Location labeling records
----

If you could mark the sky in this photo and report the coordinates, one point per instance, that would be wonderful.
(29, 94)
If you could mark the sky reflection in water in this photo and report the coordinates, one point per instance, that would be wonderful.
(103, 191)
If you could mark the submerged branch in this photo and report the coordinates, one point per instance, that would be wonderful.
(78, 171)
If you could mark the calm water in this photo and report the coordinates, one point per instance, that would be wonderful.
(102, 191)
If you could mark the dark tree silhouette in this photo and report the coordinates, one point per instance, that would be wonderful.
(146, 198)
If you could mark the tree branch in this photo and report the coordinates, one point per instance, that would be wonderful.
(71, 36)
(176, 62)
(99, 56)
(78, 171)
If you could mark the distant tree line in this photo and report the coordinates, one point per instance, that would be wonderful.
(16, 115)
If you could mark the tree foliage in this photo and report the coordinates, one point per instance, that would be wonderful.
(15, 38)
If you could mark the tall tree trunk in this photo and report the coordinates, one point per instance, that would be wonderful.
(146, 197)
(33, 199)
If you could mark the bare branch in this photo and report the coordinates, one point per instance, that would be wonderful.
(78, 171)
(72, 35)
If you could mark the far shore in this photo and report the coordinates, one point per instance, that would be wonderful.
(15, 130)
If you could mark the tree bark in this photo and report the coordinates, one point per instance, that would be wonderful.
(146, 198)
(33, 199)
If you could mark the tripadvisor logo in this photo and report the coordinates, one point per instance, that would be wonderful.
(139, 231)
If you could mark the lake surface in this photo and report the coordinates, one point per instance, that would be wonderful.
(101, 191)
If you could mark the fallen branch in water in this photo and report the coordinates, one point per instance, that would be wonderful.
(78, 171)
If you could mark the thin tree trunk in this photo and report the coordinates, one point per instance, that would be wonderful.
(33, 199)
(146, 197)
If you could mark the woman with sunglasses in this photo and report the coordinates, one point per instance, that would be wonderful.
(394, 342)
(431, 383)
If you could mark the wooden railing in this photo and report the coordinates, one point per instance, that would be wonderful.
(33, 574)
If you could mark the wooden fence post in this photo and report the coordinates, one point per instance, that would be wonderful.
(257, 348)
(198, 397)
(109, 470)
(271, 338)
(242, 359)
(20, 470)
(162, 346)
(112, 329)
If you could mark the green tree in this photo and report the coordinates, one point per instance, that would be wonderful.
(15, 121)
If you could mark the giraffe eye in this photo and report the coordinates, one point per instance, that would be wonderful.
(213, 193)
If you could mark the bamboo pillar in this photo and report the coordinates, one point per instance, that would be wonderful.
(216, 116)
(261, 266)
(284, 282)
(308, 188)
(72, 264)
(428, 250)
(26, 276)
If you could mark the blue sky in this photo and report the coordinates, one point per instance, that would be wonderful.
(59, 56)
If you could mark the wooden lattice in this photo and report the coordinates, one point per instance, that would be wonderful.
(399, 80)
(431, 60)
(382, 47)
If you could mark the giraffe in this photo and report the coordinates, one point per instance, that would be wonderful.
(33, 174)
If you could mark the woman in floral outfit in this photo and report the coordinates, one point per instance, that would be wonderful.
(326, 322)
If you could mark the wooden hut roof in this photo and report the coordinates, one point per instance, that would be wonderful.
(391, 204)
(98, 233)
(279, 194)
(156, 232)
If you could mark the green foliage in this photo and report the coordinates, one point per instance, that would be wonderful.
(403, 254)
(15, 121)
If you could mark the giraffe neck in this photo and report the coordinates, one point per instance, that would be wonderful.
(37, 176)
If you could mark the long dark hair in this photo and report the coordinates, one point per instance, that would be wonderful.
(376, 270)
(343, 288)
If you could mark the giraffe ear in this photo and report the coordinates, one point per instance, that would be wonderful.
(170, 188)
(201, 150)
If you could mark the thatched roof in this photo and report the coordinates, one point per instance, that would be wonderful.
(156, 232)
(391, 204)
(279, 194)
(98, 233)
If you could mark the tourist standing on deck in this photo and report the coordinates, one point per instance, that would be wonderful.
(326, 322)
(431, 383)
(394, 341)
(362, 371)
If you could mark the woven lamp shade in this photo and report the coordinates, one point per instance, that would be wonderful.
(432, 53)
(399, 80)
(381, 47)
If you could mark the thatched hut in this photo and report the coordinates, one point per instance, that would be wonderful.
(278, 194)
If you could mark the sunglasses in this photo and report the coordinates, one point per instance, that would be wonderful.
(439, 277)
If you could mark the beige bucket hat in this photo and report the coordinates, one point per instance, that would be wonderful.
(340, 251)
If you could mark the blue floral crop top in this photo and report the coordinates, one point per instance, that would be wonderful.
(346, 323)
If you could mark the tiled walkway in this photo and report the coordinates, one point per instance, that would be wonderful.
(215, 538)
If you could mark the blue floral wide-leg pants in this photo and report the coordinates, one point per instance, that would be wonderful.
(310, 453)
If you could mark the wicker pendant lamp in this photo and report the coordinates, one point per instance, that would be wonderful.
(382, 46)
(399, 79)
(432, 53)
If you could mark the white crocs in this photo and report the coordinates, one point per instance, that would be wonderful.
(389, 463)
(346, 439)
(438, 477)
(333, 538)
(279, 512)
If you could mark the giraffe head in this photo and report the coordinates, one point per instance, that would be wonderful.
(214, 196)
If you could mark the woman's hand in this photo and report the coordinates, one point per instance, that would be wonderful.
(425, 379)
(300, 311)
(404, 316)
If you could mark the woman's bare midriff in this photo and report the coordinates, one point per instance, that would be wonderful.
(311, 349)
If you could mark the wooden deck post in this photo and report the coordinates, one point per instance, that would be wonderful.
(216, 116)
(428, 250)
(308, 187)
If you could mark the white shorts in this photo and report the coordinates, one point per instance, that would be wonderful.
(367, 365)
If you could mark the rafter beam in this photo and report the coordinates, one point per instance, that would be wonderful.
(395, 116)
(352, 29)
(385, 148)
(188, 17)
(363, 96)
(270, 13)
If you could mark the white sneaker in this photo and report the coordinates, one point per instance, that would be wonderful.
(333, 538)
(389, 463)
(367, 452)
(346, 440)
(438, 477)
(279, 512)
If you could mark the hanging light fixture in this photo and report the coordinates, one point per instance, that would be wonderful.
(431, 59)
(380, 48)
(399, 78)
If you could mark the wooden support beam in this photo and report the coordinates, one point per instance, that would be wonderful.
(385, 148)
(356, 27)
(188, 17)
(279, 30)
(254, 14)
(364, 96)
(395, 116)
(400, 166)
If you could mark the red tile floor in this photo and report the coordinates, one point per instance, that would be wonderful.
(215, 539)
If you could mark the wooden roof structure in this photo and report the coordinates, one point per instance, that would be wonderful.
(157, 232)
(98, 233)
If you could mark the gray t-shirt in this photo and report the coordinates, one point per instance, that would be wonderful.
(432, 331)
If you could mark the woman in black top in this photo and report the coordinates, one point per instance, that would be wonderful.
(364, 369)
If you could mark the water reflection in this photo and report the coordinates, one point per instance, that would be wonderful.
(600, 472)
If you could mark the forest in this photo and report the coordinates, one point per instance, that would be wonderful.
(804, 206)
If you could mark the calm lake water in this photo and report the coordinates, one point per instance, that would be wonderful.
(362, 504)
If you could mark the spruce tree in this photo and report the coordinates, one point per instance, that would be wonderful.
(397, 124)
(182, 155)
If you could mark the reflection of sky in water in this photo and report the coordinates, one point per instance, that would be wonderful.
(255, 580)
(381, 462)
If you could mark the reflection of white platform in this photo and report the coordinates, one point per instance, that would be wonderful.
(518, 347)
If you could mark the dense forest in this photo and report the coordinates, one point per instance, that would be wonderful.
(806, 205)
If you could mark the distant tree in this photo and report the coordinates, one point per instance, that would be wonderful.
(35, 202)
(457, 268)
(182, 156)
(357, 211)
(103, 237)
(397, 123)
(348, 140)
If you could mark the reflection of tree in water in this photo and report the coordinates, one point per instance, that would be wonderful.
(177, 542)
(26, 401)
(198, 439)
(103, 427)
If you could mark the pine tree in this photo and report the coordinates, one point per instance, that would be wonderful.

----

THE TASK
Copy out exactly the lines between the line with "If you could mark the gray" and the last line of the entries, counting both of those lines.

SOLUTION BELOW
If you could mark the gray t-shirt in this photo and report the coordinates, one point per instance, that would be wonderful.
(432, 331)
If you could mark the woman in black top in this photo and report the coordinates, one point per instance, that would be wonderful.
(364, 369)
If you could mark the water reflection in this photo and report the coordinates, one point per instance, that would be wonderful.
(600, 472)
If you could mark the forest in this photo and report the coordinates, one point per instance, that would be wonderful.
(804, 206)
If you could mark the calm lake water in this photo and report the coordinates, one point per instance, that would be wonderful.
(362, 504)
If you could mark the spruce tree in this photo and report the coordinates, one point per instance, that would be wonderful.
(397, 124)
(182, 155)
If you could mark the reflection of sky in water in this photo and report the coordinates, one point per instance, that would be wonderful.
(255, 580)
(381, 462)
If you could mark the reflection of white platform in this photo and report the coordinates, one point per instance, that would be wonderful.
(518, 347)
If you could mark the dense forest in this photo and report the coordinates, one point per instance, that would be wonderful.
(806, 205)
If you could mark the distant tree in this photo and report the coordinates, one point per instance, that would be wonderful.
(35, 202)
(457, 268)
(182, 156)
(357, 211)
(103, 237)
(397, 123)
(348, 140)
If you could mark the reflection of tree in water in this photo and report the coordinates, one point per instance, that would be wonderful.
(177, 542)
(26, 401)
(198, 439)
(103, 427)
If you could mark the pine tree in this photo and report the coordinates, one point per instance, that would be wonderful.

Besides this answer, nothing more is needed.